| Text excerpt |
An article in The Atlantic suggests that Americans are not completely at ease with the private sector building and operating public infrastructures. Private sector construction and operation is certainly faster and more efficient as is government’s, but offsetting that, government can borrow at about a 3% cost, cheaper than the private sector’s blend of equity and debt financing. The performance of government or private sector depends on the project and the strength of management.

Government has specified and managed some large projects very well. The Apollo 11 Lunar landing put an American on the Moon just a decade after the Soviet Union’s lunar landing of an object in 1959. The Herculean effort was managed by the US government, and was able to count on relatively steady political support, though it has been dogged by wasteful spending.

The Manhattan Project started in 1939 and led to harnessing nuclear fission and subsequently an atom bomb in 1945. The project was conducted by the US, Canada, and the UK in strict secrecy. The US government managed the more than 110,000 workers in research, materials factories and testing functions. Political commitment to this necessary project was steady during the early years, but became somewhat shaky near the end. Because of its secrecy, it is hard to know how well money was spent.

| Given data |
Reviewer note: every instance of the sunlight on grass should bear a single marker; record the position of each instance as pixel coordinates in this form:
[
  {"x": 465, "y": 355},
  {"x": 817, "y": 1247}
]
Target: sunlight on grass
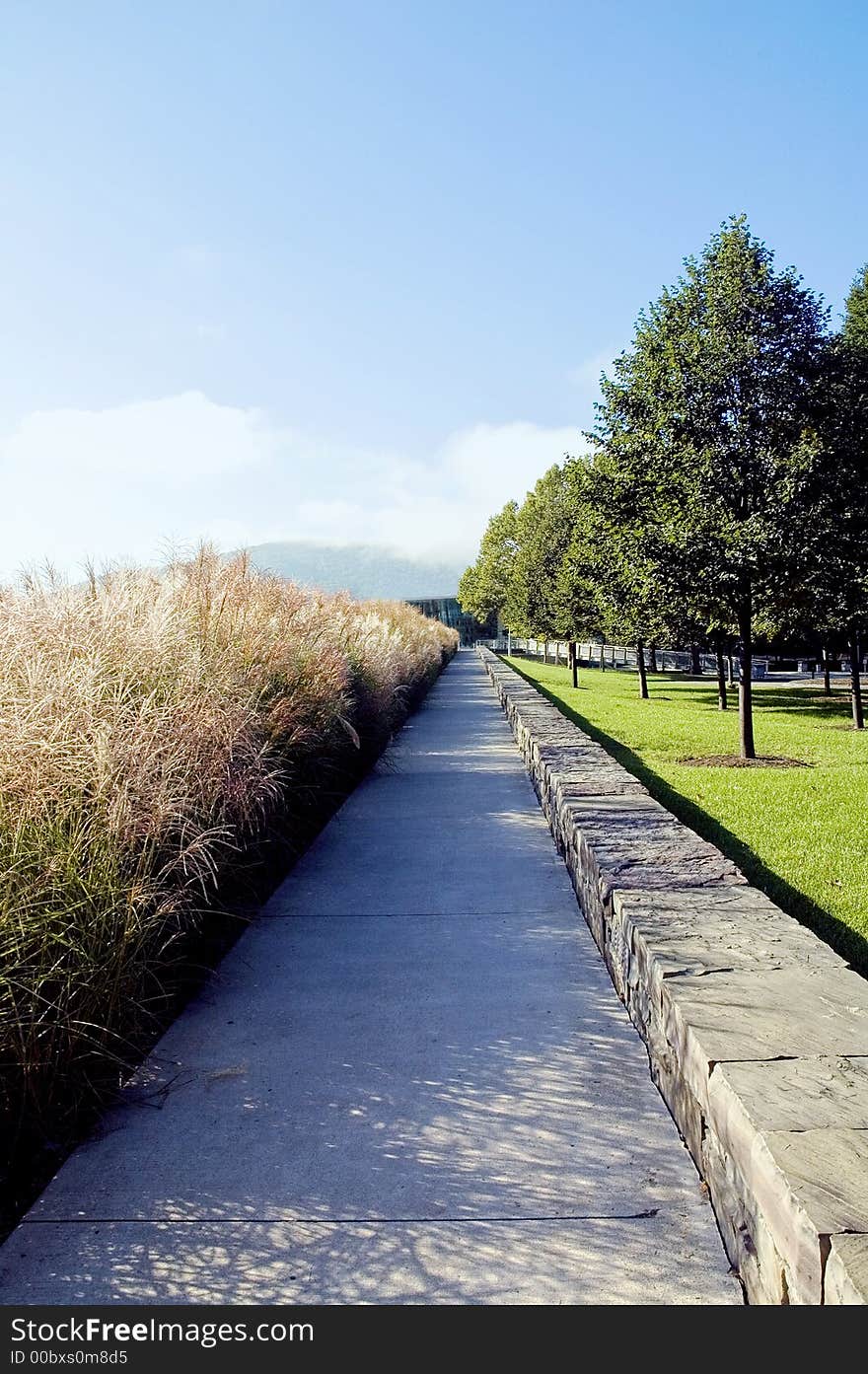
[{"x": 797, "y": 832}]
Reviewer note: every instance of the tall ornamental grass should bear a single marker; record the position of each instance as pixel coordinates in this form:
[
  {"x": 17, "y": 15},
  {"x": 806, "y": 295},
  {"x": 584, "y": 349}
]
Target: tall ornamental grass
[{"x": 154, "y": 728}]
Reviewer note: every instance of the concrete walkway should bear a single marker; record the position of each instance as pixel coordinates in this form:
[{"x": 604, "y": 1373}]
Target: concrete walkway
[{"x": 411, "y": 1081}]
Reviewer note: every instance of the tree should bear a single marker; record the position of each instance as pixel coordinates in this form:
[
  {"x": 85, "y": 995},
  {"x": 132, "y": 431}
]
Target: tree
[
  {"x": 485, "y": 586},
  {"x": 705, "y": 420},
  {"x": 551, "y": 595},
  {"x": 832, "y": 594}
]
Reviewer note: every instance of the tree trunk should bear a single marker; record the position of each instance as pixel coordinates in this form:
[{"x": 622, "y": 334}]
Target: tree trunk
[
  {"x": 746, "y": 696},
  {"x": 856, "y": 686},
  {"x": 640, "y": 664},
  {"x": 721, "y": 679}
]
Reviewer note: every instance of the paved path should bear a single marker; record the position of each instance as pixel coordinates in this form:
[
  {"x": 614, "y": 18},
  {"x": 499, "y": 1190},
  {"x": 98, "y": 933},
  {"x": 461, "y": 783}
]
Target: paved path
[{"x": 411, "y": 1081}]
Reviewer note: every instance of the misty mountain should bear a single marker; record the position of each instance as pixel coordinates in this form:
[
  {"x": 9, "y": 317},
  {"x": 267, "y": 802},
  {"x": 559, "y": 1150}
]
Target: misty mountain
[{"x": 360, "y": 569}]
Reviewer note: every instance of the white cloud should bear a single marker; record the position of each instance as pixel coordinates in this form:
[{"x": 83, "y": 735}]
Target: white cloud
[
  {"x": 176, "y": 440},
  {"x": 124, "y": 481}
]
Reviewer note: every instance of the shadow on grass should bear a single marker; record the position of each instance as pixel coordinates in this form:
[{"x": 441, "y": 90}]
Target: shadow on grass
[{"x": 846, "y": 941}]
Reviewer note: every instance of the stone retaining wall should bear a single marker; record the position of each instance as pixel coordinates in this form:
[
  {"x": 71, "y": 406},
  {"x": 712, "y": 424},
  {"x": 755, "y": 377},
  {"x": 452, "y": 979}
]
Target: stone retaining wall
[{"x": 757, "y": 1032}]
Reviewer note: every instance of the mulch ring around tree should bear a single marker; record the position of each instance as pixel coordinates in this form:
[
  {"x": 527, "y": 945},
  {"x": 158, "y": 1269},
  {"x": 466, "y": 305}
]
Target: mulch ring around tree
[{"x": 737, "y": 761}]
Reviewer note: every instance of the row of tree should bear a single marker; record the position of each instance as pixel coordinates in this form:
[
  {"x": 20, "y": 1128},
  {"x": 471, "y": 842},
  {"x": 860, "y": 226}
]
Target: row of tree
[{"x": 725, "y": 492}]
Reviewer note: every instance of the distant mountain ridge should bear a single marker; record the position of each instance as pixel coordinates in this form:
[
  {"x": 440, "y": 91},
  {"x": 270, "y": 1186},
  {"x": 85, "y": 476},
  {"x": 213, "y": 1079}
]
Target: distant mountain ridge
[{"x": 360, "y": 569}]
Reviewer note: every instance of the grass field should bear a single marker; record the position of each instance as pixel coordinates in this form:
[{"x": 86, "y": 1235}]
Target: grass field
[{"x": 800, "y": 834}]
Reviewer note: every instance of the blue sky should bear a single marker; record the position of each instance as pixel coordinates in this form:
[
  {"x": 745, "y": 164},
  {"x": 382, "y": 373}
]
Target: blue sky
[{"x": 350, "y": 271}]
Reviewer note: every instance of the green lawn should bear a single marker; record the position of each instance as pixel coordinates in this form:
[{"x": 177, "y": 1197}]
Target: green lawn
[{"x": 801, "y": 834}]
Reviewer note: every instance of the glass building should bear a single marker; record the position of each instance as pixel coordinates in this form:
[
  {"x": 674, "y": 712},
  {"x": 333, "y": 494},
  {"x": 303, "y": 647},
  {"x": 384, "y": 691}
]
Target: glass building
[{"x": 448, "y": 611}]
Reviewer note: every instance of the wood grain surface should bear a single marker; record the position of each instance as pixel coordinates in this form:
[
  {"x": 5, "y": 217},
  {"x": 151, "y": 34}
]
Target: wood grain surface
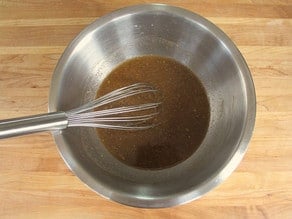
[{"x": 34, "y": 180}]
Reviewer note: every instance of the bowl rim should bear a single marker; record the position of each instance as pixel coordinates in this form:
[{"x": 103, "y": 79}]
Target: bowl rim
[{"x": 215, "y": 179}]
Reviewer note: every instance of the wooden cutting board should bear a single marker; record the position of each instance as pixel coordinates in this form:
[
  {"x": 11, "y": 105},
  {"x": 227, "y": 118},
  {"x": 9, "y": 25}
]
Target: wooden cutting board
[{"x": 34, "y": 180}]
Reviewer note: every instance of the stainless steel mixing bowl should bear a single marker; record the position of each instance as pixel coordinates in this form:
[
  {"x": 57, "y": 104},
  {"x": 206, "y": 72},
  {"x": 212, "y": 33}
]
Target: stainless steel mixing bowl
[{"x": 193, "y": 41}]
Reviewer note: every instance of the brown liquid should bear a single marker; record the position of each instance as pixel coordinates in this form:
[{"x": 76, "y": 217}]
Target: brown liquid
[{"x": 183, "y": 120}]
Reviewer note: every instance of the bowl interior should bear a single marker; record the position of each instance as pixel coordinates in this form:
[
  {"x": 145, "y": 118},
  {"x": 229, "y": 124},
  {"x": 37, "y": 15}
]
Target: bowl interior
[{"x": 189, "y": 39}]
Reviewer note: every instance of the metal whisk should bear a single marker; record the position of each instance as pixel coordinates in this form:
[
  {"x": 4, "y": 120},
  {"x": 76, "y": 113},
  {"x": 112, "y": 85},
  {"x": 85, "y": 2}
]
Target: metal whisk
[{"x": 88, "y": 115}]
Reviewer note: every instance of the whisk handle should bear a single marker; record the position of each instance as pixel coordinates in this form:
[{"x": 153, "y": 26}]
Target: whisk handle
[{"x": 32, "y": 124}]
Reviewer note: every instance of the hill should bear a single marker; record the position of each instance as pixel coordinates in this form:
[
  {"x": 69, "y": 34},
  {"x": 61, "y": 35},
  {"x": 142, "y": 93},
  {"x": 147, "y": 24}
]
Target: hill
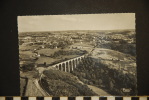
[{"x": 59, "y": 83}]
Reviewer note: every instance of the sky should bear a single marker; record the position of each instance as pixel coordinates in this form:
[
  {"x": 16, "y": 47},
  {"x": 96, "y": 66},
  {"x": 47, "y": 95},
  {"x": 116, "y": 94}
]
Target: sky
[{"x": 76, "y": 22}]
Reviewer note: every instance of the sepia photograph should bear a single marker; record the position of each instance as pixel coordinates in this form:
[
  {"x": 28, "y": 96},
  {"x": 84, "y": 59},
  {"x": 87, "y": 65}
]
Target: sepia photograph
[{"x": 77, "y": 55}]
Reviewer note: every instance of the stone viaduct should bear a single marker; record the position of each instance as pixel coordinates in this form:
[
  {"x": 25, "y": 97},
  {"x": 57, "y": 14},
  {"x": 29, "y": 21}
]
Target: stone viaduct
[{"x": 69, "y": 65}]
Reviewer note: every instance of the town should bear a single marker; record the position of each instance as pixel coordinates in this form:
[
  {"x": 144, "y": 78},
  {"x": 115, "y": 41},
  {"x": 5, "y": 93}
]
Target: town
[{"x": 111, "y": 51}]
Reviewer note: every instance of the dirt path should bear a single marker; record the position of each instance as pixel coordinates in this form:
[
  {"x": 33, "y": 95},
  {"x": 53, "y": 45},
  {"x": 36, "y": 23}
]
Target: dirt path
[{"x": 98, "y": 91}]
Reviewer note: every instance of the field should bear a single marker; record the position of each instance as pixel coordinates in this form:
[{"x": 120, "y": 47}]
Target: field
[{"x": 109, "y": 67}]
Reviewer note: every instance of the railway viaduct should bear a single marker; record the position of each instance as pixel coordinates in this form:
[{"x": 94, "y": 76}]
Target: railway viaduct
[{"x": 69, "y": 65}]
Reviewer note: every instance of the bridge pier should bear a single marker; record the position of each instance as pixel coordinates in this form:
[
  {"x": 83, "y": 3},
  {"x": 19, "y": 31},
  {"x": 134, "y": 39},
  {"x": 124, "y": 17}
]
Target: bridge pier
[{"x": 69, "y": 65}]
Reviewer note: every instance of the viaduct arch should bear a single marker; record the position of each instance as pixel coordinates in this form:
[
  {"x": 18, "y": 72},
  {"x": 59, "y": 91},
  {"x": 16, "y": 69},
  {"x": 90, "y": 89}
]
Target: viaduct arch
[{"x": 69, "y": 65}]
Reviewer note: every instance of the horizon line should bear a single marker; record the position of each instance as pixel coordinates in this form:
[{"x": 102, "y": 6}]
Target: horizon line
[{"x": 75, "y": 30}]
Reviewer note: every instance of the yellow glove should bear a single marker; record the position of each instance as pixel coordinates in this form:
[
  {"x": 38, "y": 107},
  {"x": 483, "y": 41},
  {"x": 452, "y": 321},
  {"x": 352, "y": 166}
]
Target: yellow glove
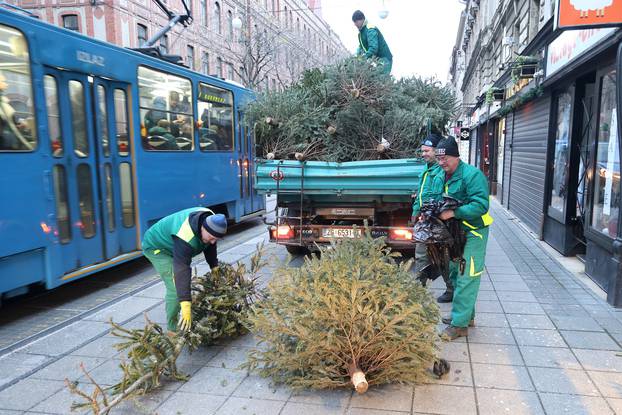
[{"x": 186, "y": 316}]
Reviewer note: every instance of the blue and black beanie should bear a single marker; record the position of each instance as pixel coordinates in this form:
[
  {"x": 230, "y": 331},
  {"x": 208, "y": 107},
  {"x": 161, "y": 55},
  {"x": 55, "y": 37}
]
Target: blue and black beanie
[
  {"x": 432, "y": 140},
  {"x": 216, "y": 225}
]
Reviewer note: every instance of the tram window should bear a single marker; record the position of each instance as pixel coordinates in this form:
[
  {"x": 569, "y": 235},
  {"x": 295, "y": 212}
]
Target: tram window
[
  {"x": 78, "y": 117},
  {"x": 166, "y": 111},
  {"x": 85, "y": 196},
  {"x": 102, "y": 119},
  {"x": 120, "y": 116},
  {"x": 62, "y": 206},
  {"x": 109, "y": 197},
  {"x": 17, "y": 120},
  {"x": 215, "y": 118},
  {"x": 127, "y": 195},
  {"x": 51, "y": 103}
]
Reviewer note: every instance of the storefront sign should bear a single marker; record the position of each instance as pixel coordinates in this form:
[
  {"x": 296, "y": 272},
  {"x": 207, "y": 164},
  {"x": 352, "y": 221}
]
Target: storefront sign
[
  {"x": 465, "y": 134},
  {"x": 570, "y": 45},
  {"x": 576, "y": 14},
  {"x": 611, "y": 156}
]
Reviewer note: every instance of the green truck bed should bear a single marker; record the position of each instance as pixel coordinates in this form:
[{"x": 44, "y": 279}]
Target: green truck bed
[{"x": 396, "y": 177}]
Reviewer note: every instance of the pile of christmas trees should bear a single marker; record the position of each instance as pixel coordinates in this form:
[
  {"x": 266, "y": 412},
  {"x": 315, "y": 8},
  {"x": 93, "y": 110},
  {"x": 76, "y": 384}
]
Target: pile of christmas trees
[
  {"x": 349, "y": 111},
  {"x": 221, "y": 302},
  {"x": 353, "y": 317}
]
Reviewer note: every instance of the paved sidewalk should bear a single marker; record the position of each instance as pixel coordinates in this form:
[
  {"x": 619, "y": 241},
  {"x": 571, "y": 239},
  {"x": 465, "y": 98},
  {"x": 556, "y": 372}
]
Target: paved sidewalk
[{"x": 543, "y": 343}]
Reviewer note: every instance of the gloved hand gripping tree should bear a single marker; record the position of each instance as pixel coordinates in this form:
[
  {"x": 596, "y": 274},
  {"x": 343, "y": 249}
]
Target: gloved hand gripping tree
[{"x": 354, "y": 317}]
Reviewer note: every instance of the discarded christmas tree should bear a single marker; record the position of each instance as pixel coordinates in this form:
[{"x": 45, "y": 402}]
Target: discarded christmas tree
[
  {"x": 221, "y": 302},
  {"x": 353, "y": 317},
  {"x": 222, "y": 299},
  {"x": 349, "y": 111}
]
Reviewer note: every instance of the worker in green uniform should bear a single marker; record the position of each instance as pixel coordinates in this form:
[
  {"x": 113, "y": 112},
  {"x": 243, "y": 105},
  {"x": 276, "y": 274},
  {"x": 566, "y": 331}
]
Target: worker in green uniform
[
  {"x": 423, "y": 268},
  {"x": 371, "y": 42},
  {"x": 170, "y": 245},
  {"x": 469, "y": 185}
]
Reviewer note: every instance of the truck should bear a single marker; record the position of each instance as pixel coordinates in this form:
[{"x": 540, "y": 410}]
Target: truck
[{"x": 318, "y": 202}]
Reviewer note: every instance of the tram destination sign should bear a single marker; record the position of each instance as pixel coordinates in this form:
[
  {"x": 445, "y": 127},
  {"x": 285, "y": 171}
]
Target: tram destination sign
[{"x": 583, "y": 14}]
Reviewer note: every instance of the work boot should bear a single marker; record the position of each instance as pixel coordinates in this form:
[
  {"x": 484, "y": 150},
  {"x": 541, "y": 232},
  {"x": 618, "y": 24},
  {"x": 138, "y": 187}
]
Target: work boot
[
  {"x": 454, "y": 332},
  {"x": 447, "y": 320},
  {"x": 446, "y": 297}
]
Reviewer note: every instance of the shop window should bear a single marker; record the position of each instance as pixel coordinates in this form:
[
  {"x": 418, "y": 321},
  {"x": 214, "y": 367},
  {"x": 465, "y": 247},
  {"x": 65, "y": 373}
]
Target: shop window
[
  {"x": 217, "y": 18},
  {"x": 205, "y": 63},
  {"x": 606, "y": 195},
  {"x": 204, "y": 15},
  {"x": 17, "y": 121},
  {"x": 78, "y": 119},
  {"x": 561, "y": 156},
  {"x": 229, "y": 25},
  {"x": 216, "y": 118},
  {"x": 50, "y": 88},
  {"x": 165, "y": 111}
]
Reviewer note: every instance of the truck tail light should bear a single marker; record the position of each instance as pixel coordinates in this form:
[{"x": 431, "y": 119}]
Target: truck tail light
[
  {"x": 402, "y": 234},
  {"x": 282, "y": 232}
]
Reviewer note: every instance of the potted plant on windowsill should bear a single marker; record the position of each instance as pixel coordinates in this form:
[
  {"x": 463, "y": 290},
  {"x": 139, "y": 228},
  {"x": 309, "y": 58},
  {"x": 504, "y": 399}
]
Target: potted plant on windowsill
[{"x": 524, "y": 67}]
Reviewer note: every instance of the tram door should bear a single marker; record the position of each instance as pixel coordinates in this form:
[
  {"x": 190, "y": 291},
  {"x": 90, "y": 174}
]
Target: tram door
[
  {"x": 92, "y": 172},
  {"x": 247, "y": 167}
]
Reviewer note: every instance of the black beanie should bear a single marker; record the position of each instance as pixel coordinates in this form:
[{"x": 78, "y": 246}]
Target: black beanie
[
  {"x": 358, "y": 15},
  {"x": 447, "y": 147},
  {"x": 432, "y": 140}
]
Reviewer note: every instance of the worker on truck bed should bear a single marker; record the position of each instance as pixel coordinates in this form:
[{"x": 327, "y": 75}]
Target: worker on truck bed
[
  {"x": 371, "y": 42},
  {"x": 170, "y": 245},
  {"x": 423, "y": 269},
  {"x": 469, "y": 185}
]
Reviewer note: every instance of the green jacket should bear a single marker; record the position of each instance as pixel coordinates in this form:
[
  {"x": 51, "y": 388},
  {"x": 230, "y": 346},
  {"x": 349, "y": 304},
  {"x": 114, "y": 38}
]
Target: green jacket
[
  {"x": 372, "y": 43},
  {"x": 425, "y": 191},
  {"x": 469, "y": 185},
  {"x": 178, "y": 235}
]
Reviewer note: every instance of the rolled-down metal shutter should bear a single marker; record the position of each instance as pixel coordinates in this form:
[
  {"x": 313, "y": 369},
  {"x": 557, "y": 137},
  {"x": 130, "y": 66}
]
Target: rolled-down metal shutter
[
  {"x": 473, "y": 146},
  {"x": 528, "y": 162},
  {"x": 507, "y": 157}
]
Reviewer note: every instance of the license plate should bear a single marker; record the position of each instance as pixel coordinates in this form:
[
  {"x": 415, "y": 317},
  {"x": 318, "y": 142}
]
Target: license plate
[{"x": 341, "y": 233}]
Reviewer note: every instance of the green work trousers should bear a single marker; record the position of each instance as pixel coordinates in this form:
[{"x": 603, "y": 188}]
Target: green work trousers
[
  {"x": 163, "y": 263},
  {"x": 387, "y": 65},
  {"x": 466, "y": 284},
  {"x": 421, "y": 258}
]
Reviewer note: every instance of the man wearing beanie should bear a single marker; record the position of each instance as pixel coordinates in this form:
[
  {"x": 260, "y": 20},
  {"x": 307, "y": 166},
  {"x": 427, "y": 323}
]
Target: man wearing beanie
[
  {"x": 371, "y": 42},
  {"x": 469, "y": 185},
  {"x": 170, "y": 245},
  {"x": 423, "y": 268}
]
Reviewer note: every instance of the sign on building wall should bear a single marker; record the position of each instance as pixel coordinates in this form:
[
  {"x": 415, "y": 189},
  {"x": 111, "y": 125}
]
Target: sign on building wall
[
  {"x": 576, "y": 14},
  {"x": 570, "y": 45}
]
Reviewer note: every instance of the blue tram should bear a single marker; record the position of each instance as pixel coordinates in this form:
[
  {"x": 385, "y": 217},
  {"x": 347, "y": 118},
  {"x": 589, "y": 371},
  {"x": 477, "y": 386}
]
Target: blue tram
[{"x": 97, "y": 143}]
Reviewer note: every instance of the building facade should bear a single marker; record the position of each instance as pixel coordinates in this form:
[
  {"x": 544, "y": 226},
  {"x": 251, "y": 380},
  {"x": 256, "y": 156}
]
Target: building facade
[
  {"x": 277, "y": 41},
  {"x": 540, "y": 105}
]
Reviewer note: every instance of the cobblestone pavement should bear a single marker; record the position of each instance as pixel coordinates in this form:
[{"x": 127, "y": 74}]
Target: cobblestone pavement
[{"x": 543, "y": 344}]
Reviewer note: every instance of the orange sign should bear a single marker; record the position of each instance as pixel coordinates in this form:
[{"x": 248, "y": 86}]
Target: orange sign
[{"x": 578, "y": 14}]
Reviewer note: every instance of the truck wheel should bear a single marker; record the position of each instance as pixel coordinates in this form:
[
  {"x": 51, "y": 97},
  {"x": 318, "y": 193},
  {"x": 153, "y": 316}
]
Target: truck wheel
[{"x": 297, "y": 250}]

| List of tasks |
1 – In the text on public infrastructure projects, how many workers did the US government manage in the Manhattan Project?
2 – Transcribe the passage from the text on public infrastructure projects that begins with the words "The Manhattan Project" and ends after the words "money was spent.".
The listing above comes from a separate source, unrelated to the text on public infrastructure projects.

| Solutions to the exercise |
1 – More than 110,000 workers.

2 –
The Manhattan Project started in 1939 and led to harnessing nuclear fission and subsequently an atom bomb in 1945. The project was conducted by the US, Canada, and the UK in strict secrecy. The US government managed the more than 110,000 workers in research, materials factories and testing functions. Political commitment to this necessary project was steady during the early years, but became somewhat shaky near the end. Because of its secrecy, it is hard to know how well money was spent.